### Work instructions
Write out the lines word for word, starting at the first one and ending at the line that contains "123 41 L 105", with both of those included.

[Stored data]
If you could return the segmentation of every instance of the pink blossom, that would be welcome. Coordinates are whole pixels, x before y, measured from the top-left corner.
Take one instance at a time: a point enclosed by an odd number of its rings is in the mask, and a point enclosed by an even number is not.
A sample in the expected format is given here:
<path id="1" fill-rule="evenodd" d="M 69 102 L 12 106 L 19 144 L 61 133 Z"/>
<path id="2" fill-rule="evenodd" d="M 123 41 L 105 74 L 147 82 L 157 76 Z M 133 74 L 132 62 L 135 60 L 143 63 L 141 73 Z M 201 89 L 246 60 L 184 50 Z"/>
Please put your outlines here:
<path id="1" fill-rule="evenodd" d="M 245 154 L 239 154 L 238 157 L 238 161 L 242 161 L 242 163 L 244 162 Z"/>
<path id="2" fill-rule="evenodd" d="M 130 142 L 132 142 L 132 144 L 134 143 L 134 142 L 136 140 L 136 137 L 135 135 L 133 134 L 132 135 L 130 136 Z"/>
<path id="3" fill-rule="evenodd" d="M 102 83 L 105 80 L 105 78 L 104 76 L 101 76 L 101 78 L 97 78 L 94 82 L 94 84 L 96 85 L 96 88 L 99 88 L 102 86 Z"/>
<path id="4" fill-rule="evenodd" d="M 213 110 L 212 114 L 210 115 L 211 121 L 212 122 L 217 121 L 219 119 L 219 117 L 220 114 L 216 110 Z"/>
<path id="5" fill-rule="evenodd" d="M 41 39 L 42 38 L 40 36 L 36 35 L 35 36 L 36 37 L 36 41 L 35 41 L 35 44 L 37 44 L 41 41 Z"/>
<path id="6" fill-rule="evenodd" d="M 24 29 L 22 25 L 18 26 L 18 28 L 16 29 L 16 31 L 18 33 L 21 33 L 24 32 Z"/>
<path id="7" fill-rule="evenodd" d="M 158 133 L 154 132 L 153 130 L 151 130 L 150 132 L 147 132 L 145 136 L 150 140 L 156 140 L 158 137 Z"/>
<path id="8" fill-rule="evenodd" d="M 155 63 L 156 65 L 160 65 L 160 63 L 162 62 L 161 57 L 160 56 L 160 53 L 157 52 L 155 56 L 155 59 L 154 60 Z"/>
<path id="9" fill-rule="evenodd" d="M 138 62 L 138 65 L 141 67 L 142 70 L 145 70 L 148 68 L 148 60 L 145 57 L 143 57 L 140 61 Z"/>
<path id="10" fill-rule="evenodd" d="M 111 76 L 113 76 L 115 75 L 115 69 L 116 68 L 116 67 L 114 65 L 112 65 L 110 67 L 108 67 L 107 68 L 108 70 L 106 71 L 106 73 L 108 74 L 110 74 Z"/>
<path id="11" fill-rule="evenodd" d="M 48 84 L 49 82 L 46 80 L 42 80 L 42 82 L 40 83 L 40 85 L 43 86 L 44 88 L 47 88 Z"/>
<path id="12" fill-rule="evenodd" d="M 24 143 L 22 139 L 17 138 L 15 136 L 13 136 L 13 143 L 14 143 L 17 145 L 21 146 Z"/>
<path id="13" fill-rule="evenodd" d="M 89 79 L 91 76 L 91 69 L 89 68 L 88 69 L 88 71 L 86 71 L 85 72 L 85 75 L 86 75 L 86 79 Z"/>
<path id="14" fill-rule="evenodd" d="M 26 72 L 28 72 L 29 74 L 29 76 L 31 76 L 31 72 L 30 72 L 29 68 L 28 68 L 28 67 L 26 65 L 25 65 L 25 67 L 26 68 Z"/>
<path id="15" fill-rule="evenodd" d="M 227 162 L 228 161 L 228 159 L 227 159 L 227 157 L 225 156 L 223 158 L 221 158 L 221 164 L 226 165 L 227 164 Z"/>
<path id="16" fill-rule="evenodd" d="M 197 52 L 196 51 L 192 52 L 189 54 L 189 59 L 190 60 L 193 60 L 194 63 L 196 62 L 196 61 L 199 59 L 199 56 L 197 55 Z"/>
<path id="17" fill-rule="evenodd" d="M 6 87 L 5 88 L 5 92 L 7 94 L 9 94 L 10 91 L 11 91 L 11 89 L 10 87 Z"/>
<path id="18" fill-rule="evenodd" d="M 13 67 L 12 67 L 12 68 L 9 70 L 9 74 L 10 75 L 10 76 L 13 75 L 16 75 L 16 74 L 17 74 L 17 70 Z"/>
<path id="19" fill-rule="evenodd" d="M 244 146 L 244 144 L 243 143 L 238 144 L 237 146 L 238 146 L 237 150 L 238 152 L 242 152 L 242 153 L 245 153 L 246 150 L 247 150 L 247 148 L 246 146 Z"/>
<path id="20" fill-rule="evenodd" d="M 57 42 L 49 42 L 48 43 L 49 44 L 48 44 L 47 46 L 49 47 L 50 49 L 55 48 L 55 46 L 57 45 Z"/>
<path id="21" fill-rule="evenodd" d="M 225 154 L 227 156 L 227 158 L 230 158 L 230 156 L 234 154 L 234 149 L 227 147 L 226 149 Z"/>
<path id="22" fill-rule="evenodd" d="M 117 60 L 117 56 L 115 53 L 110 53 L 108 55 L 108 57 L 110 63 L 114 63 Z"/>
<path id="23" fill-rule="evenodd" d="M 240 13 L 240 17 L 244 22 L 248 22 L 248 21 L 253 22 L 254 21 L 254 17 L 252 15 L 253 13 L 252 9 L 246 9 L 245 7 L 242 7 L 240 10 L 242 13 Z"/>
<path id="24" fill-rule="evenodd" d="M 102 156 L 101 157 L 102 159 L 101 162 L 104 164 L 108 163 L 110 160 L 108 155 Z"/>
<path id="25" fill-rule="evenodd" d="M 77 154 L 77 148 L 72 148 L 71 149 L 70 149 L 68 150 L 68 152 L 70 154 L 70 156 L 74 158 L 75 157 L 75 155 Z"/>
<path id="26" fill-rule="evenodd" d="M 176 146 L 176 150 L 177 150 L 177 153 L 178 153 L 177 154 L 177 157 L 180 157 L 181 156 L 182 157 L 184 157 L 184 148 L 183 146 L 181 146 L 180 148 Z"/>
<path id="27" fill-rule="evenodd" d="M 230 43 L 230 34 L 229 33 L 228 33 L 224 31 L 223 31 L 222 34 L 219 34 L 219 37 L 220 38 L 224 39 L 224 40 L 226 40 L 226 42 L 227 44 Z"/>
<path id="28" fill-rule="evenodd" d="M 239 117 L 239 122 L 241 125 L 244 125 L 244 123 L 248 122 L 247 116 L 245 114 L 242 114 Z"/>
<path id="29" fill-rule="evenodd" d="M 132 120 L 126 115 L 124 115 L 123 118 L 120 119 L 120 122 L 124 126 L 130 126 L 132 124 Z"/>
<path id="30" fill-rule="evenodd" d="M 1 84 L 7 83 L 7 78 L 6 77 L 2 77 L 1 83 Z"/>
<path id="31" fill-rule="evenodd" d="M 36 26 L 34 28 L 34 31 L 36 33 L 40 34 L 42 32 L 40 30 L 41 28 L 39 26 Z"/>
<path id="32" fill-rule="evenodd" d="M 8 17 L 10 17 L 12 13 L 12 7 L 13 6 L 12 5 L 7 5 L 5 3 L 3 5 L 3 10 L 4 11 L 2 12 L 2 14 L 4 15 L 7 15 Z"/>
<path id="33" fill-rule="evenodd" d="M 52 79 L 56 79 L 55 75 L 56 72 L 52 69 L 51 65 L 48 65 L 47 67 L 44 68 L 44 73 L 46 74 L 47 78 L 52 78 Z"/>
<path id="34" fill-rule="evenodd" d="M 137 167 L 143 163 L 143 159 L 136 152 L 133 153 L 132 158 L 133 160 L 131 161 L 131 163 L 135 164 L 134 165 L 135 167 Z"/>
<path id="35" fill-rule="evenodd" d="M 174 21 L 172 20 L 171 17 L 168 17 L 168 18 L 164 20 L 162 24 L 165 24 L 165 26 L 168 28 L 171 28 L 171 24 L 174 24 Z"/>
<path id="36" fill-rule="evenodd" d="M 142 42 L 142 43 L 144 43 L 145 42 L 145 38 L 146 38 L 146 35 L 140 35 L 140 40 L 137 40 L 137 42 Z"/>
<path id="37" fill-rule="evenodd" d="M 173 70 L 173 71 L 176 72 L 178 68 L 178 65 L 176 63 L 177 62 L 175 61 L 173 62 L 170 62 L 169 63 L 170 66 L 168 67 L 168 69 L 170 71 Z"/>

### Response to the exercise
If you could return the segmentation of every instance of the pink blossom, that would be welcome. Coordinates are whole pixels, x before y, measured from the top-left corner.
Take one instance at a time: a point enclosed by an odd number of its rings is in the mask, and a point enclosed by an even number is not.
A sample in the expected format is given here:
<path id="1" fill-rule="evenodd" d="M 69 102 L 12 106 L 19 144 L 61 133 Z"/>
<path id="2" fill-rule="evenodd" d="M 123 41 L 105 74 L 147 82 L 157 76 Z M 133 74 L 132 62 L 135 60 L 143 63 L 141 73 Z M 201 89 L 246 60 L 184 50 Z"/>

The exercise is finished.